**Task description**
Recast the lines of the records starting at the one containing "Draw the outline of every instance of the lawn" and ending at the one containing "8], [405, 6]]" as a numbered list, leaving out any blank lines.

(Dataset rows)

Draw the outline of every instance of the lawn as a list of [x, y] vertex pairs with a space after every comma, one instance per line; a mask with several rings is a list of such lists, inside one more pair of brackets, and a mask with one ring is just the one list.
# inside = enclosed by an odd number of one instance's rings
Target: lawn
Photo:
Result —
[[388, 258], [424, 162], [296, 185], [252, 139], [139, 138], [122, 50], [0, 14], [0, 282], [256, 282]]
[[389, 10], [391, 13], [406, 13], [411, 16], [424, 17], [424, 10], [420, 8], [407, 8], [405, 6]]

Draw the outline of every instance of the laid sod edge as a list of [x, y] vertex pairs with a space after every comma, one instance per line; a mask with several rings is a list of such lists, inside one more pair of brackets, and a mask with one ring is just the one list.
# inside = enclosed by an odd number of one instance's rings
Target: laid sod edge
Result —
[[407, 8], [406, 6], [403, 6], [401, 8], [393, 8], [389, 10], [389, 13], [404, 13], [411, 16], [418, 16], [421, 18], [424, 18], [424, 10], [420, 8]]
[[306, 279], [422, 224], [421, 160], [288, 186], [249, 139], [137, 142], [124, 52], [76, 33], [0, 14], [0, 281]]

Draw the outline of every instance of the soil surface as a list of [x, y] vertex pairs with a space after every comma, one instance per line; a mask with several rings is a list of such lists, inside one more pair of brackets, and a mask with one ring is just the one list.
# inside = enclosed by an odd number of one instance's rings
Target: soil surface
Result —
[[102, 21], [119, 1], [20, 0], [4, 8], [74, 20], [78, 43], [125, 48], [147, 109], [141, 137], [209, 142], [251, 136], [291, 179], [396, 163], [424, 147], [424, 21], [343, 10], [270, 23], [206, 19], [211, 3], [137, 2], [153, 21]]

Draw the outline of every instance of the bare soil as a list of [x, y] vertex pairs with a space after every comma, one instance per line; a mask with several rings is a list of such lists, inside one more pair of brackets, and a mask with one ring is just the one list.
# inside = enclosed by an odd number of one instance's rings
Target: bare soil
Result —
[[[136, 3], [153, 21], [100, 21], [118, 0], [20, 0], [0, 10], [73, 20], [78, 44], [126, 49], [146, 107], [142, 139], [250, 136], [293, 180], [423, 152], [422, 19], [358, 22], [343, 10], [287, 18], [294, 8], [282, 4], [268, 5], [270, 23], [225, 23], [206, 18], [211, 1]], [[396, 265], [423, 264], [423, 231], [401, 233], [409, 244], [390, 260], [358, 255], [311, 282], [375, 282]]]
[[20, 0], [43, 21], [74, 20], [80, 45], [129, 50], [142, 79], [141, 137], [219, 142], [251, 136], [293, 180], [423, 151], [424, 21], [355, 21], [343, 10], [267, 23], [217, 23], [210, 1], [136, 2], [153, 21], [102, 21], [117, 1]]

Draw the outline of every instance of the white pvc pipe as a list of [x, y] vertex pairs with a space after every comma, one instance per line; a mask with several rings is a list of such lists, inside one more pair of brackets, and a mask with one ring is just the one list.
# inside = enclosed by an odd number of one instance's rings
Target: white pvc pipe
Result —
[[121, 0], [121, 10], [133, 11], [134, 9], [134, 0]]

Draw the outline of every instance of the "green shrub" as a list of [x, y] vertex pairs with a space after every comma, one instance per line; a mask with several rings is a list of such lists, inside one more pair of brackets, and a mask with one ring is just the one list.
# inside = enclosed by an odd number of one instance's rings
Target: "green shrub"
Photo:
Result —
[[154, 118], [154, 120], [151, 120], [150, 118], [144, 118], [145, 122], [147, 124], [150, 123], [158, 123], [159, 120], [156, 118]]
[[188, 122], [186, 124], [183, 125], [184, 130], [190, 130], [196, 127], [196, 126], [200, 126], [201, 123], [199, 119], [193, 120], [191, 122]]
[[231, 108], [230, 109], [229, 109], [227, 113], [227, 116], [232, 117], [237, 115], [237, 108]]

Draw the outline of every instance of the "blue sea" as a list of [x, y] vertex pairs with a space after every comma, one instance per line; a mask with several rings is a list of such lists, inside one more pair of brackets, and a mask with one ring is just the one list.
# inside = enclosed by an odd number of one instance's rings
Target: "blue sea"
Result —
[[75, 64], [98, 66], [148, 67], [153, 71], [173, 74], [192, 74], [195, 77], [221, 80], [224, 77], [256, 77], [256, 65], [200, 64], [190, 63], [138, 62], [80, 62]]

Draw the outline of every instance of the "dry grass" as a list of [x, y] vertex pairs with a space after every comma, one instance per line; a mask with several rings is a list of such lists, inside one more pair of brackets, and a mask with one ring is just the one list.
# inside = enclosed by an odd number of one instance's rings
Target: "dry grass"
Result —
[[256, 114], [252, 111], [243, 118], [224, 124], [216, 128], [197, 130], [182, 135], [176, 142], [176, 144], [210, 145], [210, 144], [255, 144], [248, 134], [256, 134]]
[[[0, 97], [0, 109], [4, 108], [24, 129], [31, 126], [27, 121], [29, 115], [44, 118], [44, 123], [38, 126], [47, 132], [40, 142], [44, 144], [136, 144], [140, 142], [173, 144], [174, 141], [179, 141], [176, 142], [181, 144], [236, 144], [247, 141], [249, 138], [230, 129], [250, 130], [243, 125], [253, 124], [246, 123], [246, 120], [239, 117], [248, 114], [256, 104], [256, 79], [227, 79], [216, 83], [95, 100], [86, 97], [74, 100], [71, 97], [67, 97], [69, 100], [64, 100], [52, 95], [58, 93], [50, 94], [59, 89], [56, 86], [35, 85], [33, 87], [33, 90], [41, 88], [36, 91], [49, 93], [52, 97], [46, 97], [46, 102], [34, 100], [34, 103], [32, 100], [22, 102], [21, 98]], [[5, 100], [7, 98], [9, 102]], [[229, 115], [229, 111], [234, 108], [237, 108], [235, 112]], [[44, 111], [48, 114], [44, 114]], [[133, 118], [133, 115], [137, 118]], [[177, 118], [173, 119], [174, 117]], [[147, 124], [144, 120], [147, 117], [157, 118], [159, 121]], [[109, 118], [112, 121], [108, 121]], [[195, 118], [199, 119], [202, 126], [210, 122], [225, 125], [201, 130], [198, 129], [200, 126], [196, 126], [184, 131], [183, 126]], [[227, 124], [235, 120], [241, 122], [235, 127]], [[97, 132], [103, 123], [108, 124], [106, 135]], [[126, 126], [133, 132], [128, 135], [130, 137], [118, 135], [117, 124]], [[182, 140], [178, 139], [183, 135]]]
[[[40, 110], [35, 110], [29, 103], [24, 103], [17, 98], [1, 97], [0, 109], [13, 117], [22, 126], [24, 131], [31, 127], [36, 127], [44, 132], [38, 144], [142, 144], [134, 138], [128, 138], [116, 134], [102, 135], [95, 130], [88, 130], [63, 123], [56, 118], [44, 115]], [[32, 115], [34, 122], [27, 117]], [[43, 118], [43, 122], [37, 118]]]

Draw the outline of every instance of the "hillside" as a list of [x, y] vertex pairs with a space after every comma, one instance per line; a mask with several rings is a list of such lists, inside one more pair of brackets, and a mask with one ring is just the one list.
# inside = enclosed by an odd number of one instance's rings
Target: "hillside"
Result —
--
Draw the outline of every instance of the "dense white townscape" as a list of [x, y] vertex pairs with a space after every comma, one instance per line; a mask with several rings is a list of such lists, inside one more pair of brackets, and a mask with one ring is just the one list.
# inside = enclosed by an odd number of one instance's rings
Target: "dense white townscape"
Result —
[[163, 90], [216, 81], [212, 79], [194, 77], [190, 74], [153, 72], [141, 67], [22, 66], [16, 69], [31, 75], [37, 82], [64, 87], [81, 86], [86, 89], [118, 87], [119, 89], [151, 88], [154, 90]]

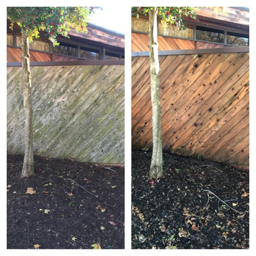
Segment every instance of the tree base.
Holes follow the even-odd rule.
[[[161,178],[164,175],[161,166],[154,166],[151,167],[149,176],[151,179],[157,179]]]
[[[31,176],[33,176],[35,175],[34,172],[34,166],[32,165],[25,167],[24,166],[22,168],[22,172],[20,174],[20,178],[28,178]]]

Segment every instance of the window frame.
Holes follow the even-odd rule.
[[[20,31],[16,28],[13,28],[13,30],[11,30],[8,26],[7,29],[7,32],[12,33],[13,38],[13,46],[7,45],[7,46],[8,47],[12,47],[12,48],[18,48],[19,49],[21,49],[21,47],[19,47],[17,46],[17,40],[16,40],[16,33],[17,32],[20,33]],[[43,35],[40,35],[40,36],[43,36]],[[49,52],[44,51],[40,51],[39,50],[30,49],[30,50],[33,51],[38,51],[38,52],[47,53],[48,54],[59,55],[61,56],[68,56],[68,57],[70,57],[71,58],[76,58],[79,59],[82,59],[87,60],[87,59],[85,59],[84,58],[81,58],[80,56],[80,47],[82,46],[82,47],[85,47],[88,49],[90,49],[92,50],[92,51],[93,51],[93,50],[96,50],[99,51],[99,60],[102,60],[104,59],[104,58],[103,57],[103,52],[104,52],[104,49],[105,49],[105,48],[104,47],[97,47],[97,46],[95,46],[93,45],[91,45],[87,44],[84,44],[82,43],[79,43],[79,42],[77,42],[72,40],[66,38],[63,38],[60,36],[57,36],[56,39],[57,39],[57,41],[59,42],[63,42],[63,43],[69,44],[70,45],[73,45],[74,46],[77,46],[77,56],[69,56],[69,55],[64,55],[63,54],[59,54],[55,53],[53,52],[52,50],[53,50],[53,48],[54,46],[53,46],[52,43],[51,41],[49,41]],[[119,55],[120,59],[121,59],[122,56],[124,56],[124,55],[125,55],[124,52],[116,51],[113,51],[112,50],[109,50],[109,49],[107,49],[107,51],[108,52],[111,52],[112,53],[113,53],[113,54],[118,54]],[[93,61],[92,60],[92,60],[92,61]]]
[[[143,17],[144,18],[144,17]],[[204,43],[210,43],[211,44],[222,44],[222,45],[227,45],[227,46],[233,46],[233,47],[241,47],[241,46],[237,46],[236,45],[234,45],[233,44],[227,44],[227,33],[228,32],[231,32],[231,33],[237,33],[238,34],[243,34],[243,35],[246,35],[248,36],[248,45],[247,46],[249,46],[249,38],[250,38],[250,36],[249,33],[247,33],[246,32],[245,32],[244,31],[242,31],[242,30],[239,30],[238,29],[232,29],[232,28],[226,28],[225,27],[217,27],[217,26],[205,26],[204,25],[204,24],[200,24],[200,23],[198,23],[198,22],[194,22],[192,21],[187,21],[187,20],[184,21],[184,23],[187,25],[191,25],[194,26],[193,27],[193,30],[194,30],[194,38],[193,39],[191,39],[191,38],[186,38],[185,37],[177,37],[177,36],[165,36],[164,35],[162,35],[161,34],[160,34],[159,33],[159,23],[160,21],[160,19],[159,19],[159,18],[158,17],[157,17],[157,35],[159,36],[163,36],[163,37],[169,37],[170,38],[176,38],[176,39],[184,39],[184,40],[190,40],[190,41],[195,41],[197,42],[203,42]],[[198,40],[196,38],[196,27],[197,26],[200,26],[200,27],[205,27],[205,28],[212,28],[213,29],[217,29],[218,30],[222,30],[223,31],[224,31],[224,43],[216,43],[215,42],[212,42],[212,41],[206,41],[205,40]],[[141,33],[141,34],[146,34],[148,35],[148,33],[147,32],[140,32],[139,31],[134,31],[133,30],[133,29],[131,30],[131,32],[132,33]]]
---
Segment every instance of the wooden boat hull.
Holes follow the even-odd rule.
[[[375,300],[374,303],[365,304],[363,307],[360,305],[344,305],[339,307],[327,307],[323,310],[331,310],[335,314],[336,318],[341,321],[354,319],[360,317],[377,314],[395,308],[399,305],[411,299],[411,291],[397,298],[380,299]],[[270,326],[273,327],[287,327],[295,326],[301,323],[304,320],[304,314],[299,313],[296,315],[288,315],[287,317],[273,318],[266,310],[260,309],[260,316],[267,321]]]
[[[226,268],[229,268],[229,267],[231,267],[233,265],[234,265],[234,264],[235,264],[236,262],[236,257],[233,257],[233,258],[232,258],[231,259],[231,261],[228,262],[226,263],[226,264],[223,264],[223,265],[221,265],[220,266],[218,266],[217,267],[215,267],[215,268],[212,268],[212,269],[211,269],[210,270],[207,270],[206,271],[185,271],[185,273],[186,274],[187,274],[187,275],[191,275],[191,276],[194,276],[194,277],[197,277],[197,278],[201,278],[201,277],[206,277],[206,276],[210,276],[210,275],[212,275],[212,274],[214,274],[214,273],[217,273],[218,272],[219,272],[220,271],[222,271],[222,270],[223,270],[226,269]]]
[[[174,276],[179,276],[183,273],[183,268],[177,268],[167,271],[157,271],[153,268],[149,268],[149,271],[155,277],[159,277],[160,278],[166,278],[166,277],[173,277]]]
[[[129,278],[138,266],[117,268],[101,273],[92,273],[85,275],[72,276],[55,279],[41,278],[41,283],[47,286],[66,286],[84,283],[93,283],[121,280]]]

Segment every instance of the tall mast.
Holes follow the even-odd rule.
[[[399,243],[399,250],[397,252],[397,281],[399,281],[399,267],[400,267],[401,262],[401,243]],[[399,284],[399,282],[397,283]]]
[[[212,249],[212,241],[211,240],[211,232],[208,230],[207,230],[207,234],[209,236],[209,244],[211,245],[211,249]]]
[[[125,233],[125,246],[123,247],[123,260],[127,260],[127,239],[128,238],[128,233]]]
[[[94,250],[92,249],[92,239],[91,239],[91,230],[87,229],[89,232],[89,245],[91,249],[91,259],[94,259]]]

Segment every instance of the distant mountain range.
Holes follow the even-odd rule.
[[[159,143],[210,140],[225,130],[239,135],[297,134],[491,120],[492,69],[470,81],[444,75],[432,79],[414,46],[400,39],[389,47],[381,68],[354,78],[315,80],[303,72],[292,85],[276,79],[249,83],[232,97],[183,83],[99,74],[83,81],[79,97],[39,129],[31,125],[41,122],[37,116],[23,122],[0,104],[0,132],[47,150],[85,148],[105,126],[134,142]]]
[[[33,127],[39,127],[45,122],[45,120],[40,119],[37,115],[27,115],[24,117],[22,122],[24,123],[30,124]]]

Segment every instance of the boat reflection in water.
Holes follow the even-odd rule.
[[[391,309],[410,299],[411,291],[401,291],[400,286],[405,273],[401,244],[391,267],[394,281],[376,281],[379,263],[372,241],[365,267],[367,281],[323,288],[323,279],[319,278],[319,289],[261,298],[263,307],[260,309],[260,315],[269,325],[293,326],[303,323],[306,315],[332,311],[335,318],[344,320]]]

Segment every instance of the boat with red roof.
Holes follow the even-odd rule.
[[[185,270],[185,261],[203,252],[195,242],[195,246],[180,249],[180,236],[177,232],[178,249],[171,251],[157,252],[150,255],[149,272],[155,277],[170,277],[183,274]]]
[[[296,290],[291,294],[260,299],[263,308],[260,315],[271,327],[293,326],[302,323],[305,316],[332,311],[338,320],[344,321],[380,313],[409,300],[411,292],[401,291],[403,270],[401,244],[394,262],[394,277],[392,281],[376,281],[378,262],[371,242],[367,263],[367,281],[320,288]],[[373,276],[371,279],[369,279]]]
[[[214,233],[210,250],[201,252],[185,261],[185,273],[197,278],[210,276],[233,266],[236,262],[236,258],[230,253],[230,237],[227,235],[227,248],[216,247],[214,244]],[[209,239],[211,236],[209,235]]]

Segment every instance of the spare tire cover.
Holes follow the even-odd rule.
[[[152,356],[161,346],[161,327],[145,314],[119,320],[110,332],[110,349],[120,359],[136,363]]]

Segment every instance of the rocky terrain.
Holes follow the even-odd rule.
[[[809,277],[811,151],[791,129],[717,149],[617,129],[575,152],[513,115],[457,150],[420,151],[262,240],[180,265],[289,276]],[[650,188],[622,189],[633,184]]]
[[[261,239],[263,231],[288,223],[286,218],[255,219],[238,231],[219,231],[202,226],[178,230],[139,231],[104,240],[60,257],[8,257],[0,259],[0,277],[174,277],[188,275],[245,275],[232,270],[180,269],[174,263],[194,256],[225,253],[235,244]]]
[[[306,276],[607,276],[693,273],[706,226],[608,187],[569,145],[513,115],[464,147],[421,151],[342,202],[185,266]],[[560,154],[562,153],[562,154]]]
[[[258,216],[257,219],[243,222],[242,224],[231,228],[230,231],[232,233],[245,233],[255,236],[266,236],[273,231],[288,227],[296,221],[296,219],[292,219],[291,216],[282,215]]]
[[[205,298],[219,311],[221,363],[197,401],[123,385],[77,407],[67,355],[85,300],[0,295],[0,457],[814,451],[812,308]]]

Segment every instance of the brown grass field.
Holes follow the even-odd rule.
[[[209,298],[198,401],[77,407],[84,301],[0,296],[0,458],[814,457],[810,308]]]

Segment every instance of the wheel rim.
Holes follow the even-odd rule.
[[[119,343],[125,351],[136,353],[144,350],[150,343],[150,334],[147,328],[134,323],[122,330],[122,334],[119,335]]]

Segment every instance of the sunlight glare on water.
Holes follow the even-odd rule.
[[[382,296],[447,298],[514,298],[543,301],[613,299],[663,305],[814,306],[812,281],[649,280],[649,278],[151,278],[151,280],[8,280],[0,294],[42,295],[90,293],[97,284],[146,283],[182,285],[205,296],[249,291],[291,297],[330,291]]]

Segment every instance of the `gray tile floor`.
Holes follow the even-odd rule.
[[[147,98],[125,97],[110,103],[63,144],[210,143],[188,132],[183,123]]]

**Exercise solution**
1. Draw the outline of every instance of the lawn as a list of [x, y] vertex pairs with a space after every comma, one instance per line; a mask with several rings is a list of such lists, inside one more pair of brackets, and a mask with one ring is just the one list.
2. # inside = enclosed by an odd number of one instance's rings
3. Target: lawn
4. Photo:
5. Result —
6. [[388, 258], [424, 162], [296, 185], [252, 139], [139, 138], [122, 50], [0, 14], [0, 282], [256, 282]]
7. [[389, 10], [391, 13], [406, 13], [411, 16], [424, 17], [424, 10], [420, 8], [407, 8], [405, 6]]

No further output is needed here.